SOURCE MATERIAL section start

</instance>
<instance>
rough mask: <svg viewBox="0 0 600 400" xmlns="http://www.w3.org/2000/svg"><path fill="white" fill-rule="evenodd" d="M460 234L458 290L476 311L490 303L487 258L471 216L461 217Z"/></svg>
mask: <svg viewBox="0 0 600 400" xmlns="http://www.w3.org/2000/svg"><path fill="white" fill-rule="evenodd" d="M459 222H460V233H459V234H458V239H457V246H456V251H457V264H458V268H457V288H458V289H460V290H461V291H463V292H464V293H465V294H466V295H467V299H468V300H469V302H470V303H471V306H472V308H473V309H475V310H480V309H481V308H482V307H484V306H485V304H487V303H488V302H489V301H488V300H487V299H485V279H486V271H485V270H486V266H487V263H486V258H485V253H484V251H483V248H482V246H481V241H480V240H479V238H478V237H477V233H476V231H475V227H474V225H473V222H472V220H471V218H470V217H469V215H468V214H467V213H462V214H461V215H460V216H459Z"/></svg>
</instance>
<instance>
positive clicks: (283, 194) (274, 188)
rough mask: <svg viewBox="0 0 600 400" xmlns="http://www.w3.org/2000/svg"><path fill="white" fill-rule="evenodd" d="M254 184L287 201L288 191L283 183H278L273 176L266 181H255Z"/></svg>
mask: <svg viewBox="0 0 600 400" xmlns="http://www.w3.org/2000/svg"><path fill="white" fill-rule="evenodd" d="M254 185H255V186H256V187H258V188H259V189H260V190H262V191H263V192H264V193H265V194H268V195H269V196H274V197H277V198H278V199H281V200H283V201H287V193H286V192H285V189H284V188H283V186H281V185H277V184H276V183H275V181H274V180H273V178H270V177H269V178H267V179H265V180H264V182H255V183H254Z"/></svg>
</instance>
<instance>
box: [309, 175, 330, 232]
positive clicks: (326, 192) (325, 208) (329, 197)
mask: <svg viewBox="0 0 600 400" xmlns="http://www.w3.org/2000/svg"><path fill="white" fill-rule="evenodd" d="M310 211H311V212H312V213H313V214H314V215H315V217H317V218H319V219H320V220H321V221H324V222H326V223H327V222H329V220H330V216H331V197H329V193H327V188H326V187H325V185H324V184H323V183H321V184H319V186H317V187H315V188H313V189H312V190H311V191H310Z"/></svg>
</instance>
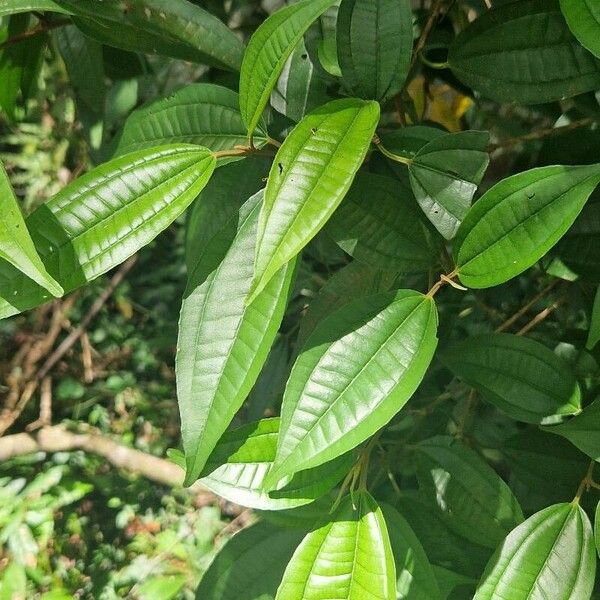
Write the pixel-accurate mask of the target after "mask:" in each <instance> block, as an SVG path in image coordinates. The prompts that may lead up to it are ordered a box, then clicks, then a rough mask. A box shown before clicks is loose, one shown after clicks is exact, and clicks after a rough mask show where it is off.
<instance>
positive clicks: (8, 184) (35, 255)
mask: <svg viewBox="0 0 600 600" xmlns="http://www.w3.org/2000/svg"><path fill="white" fill-rule="evenodd" d="M0 202H1V203H2V204H1V206H2V220H1V221H0V257H2V258H3V259H4V260H6V261H8V262H9V263H10V264H11V265H13V266H14V267H16V268H17V269H18V270H19V271H21V272H23V273H25V275H27V276H28V277H30V278H31V279H33V281H35V282H36V283H38V284H39V285H41V286H42V287H43V288H44V289H46V290H48V291H49V292H50V293H51V294H52V295H53V296H62V294H63V289H62V287H61V286H60V285H59V284H58V283H57V282H56V281H55V280H54V279H53V278H52V276H51V275H50V274H49V273H48V271H46V267H44V263H42V260H41V259H40V257H39V255H38V253H37V250H36V249H35V246H34V245H33V241H32V239H31V237H30V235H29V231H27V226H26V225H25V220H24V219H23V215H22V214H21V209H20V207H19V205H18V203H17V199H16V198H15V194H14V192H13V189H12V186H11V184H10V181H9V179H8V175H7V174H6V171H5V170H4V165H3V164H2V163H1V162H0Z"/></svg>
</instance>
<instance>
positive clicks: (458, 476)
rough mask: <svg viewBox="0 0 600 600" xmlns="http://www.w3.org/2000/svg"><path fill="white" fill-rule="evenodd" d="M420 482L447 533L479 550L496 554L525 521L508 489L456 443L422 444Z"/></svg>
mask: <svg viewBox="0 0 600 600" xmlns="http://www.w3.org/2000/svg"><path fill="white" fill-rule="evenodd" d="M417 477H418V479H419V484H420V486H421V488H422V489H423V491H424V492H425V493H427V495H428V496H429V497H430V498H431V499H435V502H436V504H437V507H438V512H439V514H440V516H441V518H442V519H443V520H444V522H445V523H446V524H447V525H448V527H450V528H451V529H452V530H453V531H455V532H456V533H458V534H459V535H462V536H464V537H465V538H467V539H468V540H471V541H472V542H474V543H476V544H481V545H482V546H487V547H489V548H495V547H496V546H497V545H498V544H499V543H500V542H501V541H502V539H503V538H504V537H505V536H506V535H507V534H508V532H509V531H510V530H511V529H513V527H515V526H516V525H518V524H519V523H520V522H521V521H522V520H523V513H522V512H521V508H520V506H519V503H518V502H517V499H516V498H515V497H514V495H513V493H512V492H511V490H510V488H509V487H508V486H507V485H506V483H504V481H503V480H502V479H501V478H500V476H499V475H497V474H496V472H495V471H494V470H493V469H492V468H491V467H490V466H489V465H488V464H487V463H486V462H485V461H484V460H483V459H482V458H481V457H480V456H479V455H478V454H477V453H476V452H474V451H473V450H471V449H470V448H468V447H467V446H465V445H464V444H462V443H461V442H460V441H458V440H455V439H453V438H450V437H444V436H438V437H434V438H431V439H429V440H426V441H424V442H421V443H420V444H419V445H418V446H417Z"/></svg>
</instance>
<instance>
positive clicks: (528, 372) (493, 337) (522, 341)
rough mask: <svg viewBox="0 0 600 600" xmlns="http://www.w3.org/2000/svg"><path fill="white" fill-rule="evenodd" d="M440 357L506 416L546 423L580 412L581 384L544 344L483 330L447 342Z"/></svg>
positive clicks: (454, 372) (537, 422)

SOURCE MATERIAL section end

Starting at the beginning of the rows and ending at the line that contains "234L458 290L476 311L490", replace "rough mask" with "draft mask" and reproduce those lines with everything else unchanged.

</instance>
<instance>
draft mask: <svg viewBox="0 0 600 400" xmlns="http://www.w3.org/2000/svg"><path fill="white" fill-rule="evenodd" d="M460 234L458 290L476 311L490 303L487 258L471 216L461 217Z"/></svg>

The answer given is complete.